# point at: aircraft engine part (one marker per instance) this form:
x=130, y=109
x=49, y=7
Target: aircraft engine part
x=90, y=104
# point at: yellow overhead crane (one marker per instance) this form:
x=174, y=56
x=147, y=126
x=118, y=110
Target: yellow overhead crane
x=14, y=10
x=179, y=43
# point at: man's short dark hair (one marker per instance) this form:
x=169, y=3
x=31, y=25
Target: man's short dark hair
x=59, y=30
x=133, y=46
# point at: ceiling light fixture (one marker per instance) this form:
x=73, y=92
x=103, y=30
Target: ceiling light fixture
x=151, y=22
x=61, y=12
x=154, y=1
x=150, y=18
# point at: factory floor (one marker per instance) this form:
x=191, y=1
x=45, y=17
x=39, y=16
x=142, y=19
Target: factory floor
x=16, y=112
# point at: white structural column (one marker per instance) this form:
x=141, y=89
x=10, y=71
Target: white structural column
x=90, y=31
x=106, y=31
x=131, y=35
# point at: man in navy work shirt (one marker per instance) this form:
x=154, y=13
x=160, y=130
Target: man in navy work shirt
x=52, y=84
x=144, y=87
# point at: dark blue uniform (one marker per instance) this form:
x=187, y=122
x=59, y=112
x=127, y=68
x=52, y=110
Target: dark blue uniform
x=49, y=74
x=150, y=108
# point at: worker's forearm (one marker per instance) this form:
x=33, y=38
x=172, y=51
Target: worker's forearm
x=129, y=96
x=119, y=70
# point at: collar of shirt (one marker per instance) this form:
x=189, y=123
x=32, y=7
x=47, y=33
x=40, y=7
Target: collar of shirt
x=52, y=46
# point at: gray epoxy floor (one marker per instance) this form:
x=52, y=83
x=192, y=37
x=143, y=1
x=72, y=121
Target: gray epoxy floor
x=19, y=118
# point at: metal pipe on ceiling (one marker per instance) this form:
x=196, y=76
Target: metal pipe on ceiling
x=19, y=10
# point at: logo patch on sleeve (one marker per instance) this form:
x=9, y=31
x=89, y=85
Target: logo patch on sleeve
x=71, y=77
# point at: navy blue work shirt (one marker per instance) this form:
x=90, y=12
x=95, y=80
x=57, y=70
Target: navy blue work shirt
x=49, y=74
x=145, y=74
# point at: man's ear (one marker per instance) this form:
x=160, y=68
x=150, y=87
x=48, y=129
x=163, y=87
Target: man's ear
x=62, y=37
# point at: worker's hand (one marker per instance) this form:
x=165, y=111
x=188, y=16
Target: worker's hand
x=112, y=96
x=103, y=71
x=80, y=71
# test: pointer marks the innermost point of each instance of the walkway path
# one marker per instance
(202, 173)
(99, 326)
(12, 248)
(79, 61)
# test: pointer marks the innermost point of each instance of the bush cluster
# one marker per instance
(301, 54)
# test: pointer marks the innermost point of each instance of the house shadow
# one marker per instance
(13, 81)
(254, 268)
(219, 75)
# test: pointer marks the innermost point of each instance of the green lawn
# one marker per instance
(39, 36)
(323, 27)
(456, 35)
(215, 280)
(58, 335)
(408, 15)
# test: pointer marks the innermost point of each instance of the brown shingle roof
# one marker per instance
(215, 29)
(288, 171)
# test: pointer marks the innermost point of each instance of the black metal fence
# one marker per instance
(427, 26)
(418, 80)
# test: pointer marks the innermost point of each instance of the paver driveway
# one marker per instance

### PROBLEM TO WORK ON:
The complete listing must be printed again exactly as given.

### TASK SOLUTION:
# point at: aircraft engine part (one marker per instance) this form:
x=130, y=109
x=49, y=7
Target: aircraft engine part
x=90, y=104
# point at: yellow overhead crane (one marker per instance) this form:
x=174, y=56
x=147, y=126
x=118, y=110
Target: yellow overhead crane
x=14, y=10
x=179, y=43
# point at: man's short dark hair (one marker per instance) this form:
x=169, y=3
x=31, y=25
Target: man's short dark hair
x=59, y=30
x=133, y=46
# point at: ceiling light fixture (one marker per instance) this form:
x=73, y=92
x=103, y=30
Target: ceiling light fixture
x=151, y=22
x=61, y=12
x=154, y=1
x=150, y=18
# point at: factory floor (one marker per instance) this form:
x=191, y=1
x=45, y=17
x=39, y=16
x=142, y=19
Target: factory floor
x=16, y=112
# point at: white structural column (one marker per instance) this form:
x=141, y=89
x=10, y=71
Target: white structural column
x=90, y=31
x=106, y=31
x=131, y=35
# point at: man in navy work shirt (one marker per instance) this form:
x=154, y=13
x=160, y=130
Target: man in navy work shirt
x=52, y=84
x=144, y=87
# point at: dark blue uniform (one marker per instance) this form:
x=187, y=122
x=59, y=112
x=127, y=68
x=52, y=110
Target: dark blue uniform
x=49, y=74
x=150, y=108
# point at: worker's forearm (one marker per instance) this form:
x=33, y=38
x=172, y=51
Target: worker's forearm
x=129, y=96
x=119, y=70
# point at: collar of shirt (one marker per instance) this form:
x=189, y=123
x=32, y=7
x=47, y=33
x=40, y=7
Target: collar of shirt
x=52, y=46
# point at: gray epoxy floor (one marker per instance) this form:
x=52, y=83
x=192, y=37
x=143, y=1
x=72, y=121
Target: gray epoxy floor
x=19, y=118
# point at: metal pipe on ceiling (one marker per instance) this form:
x=196, y=76
Target: metal pipe on ceiling
x=19, y=10
# point at: logo patch on sleeve (one marker per instance) this form:
x=9, y=31
x=89, y=85
Target: logo patch on sleeve
x=71, y=77
# point at: navy blue work shirt (one marker per instance) this form:
x=90, y=12
x=95, y=80
x=57, y=70
Target: navy blue work shirt
x=49, y=74
x=145, y=74
# point at: man's ear (one marker per instance) this form:
x=160, y=68
x=150, y=87
x=48, y=129
x=163, y=87
Target: man's ear
x=62, y=37
# point at: worker's hand (one marker per instance) this form:
x=165, y=111
x=188, y=16
Target: worker's hand
x=112, y=96
x=103, y=71
x=80, y=71
# test: pointer marks the innermost point of each instance of the walkway path
# one marker per instance
(202, 173)
(99, 326)
(12, 248)
(79, 61)
# test: pointer marks the innermost point of each instance of the bush cluster
# one marker per instance
(301, 54)
# test: pointer marks the innermost point of each instance of the house shadow
# one marker per instance
(13, 81)
(254, 268)
(219, 75)
# test: pointer marks the innermost point of each instance of the green lawn
# one marker per instance
(39, 36)
(323, 27)
(456, 35)
(215, 280)
(58, 335)
(408, 15)
# test: pointer marks the innermost point of each instance of the brown shingle roof
# one marker per instance
(215, 29)
(288, 171)
# test: pointer marks the innermost point of each instance of the black metal fence
# one marker per instance
(427, 26)
(418, 80)
# test: pointer marks the innermost point of each instance of the paver driveway
# one marker per instance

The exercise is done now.